Dataset extract -
-*-*-

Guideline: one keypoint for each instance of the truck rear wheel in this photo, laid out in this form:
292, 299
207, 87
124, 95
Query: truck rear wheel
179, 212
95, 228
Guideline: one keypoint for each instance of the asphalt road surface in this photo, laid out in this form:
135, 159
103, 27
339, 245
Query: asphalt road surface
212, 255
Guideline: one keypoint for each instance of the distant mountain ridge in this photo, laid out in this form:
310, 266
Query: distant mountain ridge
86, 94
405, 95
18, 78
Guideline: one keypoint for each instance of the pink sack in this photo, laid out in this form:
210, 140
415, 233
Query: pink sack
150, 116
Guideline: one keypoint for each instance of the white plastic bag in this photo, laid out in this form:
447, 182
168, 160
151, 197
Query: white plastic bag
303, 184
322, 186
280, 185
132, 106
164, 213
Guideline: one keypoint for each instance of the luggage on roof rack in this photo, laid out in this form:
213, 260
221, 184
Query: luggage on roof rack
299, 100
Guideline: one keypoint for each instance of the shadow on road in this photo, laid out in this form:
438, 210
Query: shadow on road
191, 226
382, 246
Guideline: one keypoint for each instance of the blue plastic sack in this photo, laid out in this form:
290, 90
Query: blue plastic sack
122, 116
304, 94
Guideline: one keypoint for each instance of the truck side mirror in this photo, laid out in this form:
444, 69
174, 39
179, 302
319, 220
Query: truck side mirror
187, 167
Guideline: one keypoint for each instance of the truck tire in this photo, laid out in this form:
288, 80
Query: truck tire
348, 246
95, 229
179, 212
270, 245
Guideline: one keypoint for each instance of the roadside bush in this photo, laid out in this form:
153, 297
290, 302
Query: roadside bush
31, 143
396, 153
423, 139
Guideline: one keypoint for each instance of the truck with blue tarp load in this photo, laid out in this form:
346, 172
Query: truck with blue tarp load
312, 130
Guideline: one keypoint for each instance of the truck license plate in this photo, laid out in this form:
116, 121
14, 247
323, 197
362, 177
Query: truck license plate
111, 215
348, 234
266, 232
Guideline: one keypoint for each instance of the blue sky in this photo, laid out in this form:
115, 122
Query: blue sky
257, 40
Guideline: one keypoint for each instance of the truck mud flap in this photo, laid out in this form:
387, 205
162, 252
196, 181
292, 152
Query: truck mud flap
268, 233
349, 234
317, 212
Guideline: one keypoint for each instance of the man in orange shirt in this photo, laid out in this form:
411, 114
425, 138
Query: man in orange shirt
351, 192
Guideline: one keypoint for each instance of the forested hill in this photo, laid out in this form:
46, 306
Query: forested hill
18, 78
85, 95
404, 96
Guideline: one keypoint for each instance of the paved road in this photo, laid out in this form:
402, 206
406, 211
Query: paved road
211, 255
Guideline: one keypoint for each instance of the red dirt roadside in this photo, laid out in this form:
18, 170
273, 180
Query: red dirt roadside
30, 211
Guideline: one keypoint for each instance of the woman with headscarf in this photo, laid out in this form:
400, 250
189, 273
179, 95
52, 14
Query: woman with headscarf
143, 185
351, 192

-*-*-

Your objective - Revise the data from the line with "Guideline: one keypoint for each instance of the man" through the end, changing "forested hill" to "wooded hill" and keeping everything else the same. Return only those lines.

Problem solution -
Guideline: one keypoint for each instance of the man in orange shirt in this photo, laid out in this form:
411, 114
425, 138
Query: man in orange shirt
351, 192
Guideline: one keypoint for each instance of the wooded hill in this photo, laid out in this form:
46, 306
Query: wooded hill
18, 78
85, 95
404, 96
Guideline: one keypoint for each instance of the paved road in this photo, laid out in this form:
402, 206
406, 211
Query: paved road
211, 255
Guideline: one keypoint for each instance of the red dirt roadside in this photo, laid out in this form:
18, 170
273, 180
Query: red dirt roadside
30, 211
Guideline: one keypoint for each instance of the woman with headscarf in this photo, laid out in this form:
400, 250
189, 273
179, 95
52, 14
Query: woman with headscarf
143, 185
351, 192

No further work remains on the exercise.